__Exercise brief__
Pull out the lines that start at the beginning of the records and run through the line containing "column 528, row 110", and reproduce them without any changes.

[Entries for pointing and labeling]
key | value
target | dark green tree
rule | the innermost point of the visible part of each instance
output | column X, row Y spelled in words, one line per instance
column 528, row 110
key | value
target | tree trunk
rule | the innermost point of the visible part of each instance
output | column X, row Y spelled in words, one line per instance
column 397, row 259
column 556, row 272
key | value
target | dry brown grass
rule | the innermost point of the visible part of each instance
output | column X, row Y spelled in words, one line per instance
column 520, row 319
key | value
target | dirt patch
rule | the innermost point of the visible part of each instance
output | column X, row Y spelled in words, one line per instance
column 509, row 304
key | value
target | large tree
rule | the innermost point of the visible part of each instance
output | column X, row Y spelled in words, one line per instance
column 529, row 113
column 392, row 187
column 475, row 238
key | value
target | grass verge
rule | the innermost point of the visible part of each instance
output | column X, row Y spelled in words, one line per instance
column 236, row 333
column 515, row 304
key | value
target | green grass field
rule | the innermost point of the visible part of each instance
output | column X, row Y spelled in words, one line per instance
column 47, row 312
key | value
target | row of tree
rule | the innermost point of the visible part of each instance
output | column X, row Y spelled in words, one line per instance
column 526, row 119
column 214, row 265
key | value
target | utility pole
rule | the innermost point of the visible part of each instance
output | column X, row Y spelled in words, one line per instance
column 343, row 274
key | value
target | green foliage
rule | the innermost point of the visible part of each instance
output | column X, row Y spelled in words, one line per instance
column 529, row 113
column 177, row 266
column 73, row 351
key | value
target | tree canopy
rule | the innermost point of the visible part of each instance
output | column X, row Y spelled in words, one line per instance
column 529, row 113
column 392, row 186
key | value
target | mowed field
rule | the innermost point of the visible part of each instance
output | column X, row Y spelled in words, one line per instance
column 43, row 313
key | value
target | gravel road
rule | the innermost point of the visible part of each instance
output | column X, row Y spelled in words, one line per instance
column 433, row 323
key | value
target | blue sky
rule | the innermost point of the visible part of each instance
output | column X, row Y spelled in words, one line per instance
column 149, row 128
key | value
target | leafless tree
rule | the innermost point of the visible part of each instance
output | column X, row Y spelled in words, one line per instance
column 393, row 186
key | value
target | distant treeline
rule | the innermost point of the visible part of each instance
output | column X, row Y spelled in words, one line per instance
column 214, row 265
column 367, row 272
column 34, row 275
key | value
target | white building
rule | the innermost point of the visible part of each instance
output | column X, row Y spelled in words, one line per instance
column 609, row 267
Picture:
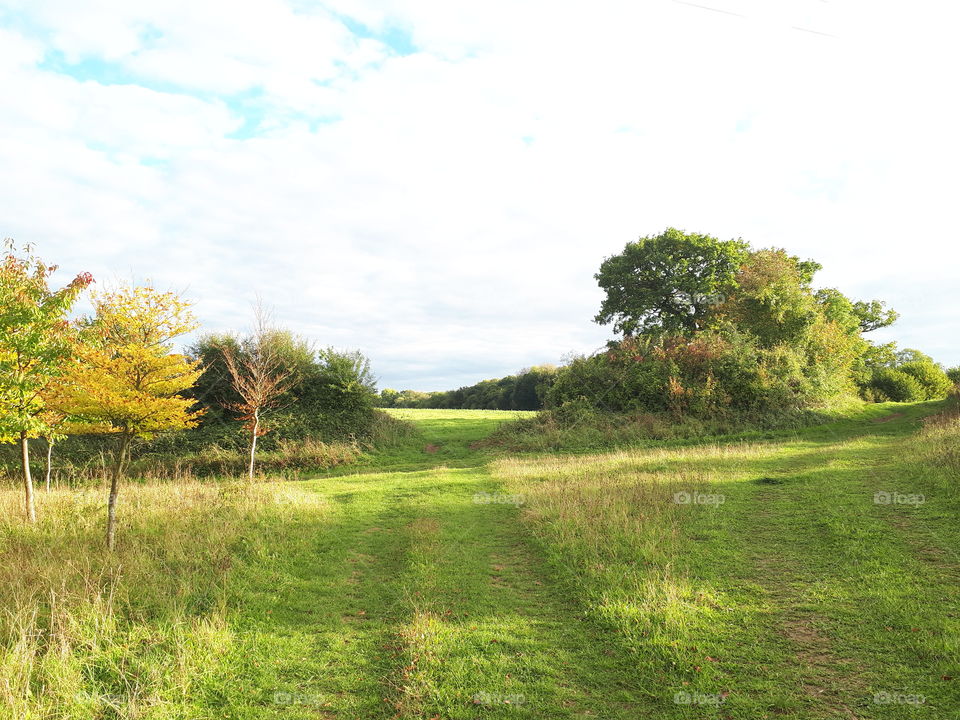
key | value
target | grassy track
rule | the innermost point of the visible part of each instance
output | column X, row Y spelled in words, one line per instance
column 440, row 581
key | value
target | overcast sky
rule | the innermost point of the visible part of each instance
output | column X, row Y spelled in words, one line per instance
column 435, row 182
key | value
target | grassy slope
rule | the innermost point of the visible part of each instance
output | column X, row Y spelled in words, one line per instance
column 390, row 591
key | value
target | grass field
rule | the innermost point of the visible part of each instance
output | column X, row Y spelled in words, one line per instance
column 748, row 578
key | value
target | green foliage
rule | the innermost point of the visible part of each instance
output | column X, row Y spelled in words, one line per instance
column 332, row 398
column 895, row 385
column 934, row 381
column 523, row 391
column 670, row 282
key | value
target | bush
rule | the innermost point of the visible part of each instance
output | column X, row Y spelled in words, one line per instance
column 934, row 381
column 897, row 385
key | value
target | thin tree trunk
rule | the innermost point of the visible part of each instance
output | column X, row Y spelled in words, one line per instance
column 49, row 460
column 114, row 490
column 27, row 478
column 253, row 442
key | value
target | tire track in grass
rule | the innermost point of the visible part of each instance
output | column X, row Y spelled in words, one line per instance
column 489, row 635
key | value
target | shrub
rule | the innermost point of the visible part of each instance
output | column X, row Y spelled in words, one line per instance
column 934, row 381
column 897, row 385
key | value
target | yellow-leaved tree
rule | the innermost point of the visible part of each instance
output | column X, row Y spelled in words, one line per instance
column 127, row 379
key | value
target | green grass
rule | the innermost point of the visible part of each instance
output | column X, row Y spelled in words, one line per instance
column 441, row 578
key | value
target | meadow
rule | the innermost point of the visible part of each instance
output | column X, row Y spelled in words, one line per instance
column 809, row 574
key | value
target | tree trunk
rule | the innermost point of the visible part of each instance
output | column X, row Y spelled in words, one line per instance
column 254, row 430
column 27, row 478
column 114, row 489
column 49, row 460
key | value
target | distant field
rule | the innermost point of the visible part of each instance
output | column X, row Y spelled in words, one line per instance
column 797, row 576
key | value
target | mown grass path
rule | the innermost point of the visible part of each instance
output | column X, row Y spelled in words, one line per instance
column 428, row 591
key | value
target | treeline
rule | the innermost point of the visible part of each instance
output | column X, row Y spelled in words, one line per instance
column 110, row 385
column 718, row 329
column 527, row 390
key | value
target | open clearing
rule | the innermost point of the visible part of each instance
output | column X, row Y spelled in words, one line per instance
column 442, row 580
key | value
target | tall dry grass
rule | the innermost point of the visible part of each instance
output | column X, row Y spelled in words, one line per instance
column 85, row 633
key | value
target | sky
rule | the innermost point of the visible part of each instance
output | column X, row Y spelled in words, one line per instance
column 435, row 182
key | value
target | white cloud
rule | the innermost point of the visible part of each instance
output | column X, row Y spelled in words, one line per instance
column 445, row 210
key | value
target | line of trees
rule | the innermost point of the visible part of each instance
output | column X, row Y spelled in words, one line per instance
column 527, row 390
column 711, row 327
column 112, row 379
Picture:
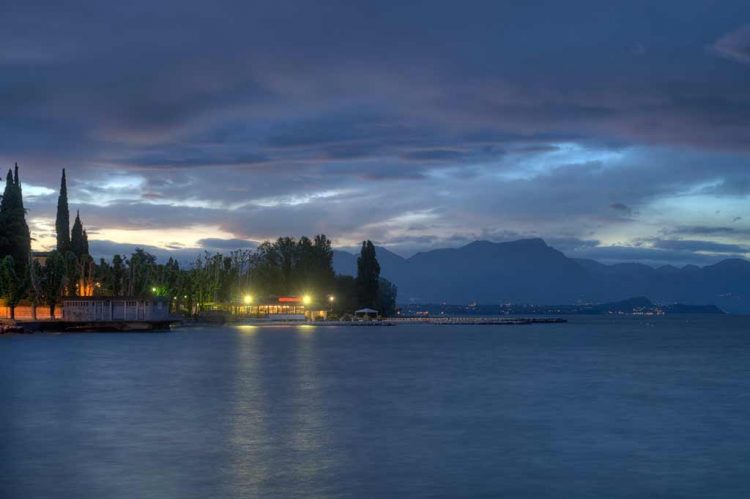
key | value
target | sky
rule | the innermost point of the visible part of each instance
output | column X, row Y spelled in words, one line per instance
column 615, row 130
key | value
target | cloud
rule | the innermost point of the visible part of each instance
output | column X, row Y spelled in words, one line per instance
column 735, row 45
column 621, row 207
column 700, row 246
column 488, row 121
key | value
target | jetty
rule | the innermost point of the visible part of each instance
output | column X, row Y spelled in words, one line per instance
column 68, row 326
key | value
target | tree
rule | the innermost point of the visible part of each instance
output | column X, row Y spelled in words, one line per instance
column 368, row 275
column 117, row 276
column 79, row 242
column 12, row 285
column 140, row 274
column 386, row 302
column 62, row 222
column 15, row 239
column 52, row 280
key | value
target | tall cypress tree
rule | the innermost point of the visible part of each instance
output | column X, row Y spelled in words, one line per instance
column 78, row 240
column 15, row 238
column 368, row 276
column 62, row 223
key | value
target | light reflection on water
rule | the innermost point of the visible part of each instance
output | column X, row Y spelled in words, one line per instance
column 594, row 408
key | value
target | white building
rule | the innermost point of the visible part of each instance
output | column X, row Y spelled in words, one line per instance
column 107, row 308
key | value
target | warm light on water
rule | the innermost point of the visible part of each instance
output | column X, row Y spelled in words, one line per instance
column 599, row 407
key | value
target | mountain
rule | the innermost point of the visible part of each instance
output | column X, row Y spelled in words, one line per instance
column 530, row 271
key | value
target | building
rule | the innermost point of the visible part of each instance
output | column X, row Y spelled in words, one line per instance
column 108, row 308
column 283, row 308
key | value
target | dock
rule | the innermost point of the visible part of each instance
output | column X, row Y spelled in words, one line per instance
column 66, row 326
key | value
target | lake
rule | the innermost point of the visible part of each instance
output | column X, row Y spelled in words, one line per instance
column 598, row 407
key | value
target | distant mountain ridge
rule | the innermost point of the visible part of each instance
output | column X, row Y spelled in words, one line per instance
column 530, row 271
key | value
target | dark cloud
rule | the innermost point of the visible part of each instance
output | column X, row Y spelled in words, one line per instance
column 417, row 124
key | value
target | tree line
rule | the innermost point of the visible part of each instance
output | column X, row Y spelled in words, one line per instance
column 287, row 266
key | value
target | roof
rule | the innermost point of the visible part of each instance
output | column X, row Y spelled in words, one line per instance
column 113, row 298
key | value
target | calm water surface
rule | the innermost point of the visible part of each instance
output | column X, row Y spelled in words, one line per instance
column 597, row 407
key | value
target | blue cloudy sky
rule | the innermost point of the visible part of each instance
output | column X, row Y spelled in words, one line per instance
column 615, row 130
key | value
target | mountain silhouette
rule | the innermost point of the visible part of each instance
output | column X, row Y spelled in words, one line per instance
column 529, row 271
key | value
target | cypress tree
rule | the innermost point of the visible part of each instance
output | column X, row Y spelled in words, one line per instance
column 62, row 223
column 368, row 276
column 15, row 238
column 78, row 240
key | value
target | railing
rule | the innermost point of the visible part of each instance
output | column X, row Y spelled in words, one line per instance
column 25, row 312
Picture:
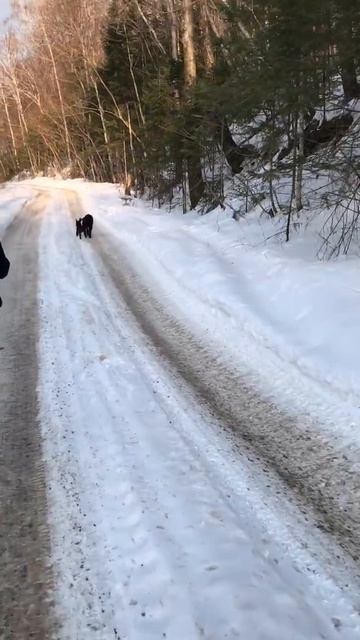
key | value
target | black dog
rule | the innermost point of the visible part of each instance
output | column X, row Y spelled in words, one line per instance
column 84, row 226
column 87, row 225
column 4, row 266
column 79, row 228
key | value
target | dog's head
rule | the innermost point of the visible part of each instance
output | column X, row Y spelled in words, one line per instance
column 78, row 226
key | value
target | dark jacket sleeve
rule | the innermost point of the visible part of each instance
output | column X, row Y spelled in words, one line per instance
column 4, row 263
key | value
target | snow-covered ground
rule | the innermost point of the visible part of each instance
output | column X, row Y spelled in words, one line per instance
column 159, row 530
column 154, row 530
column 289, row 320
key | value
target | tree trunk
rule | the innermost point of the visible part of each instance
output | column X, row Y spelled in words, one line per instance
column 193, row 156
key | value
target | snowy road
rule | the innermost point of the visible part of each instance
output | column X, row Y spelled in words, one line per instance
column 24, row 541
column 166, row 511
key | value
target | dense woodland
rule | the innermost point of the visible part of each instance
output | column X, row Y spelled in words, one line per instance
column 170, row 96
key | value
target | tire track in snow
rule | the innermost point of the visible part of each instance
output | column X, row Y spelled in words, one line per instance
column 145, row 541
column 25, row 566
column 324, row 476
column 322, row 473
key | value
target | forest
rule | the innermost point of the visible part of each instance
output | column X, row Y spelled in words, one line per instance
column 173, row 97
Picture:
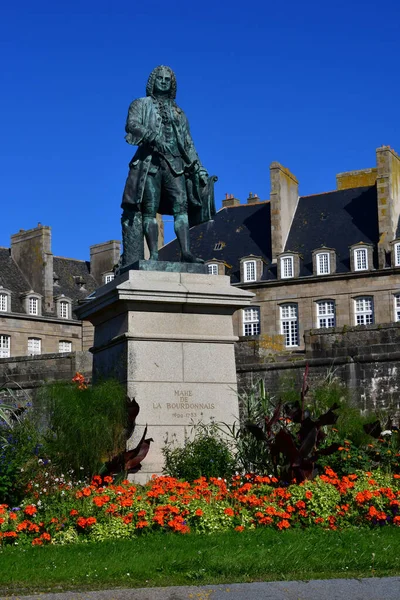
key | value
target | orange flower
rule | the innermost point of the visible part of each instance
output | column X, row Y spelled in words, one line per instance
column 142, row 524
column 37, row 542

__Written solution__
key | value
target | dark green tree
rule | the innermost point of the visible part of each instance
output | column X, row Y spelled in words, one line per instance
column 528, row 110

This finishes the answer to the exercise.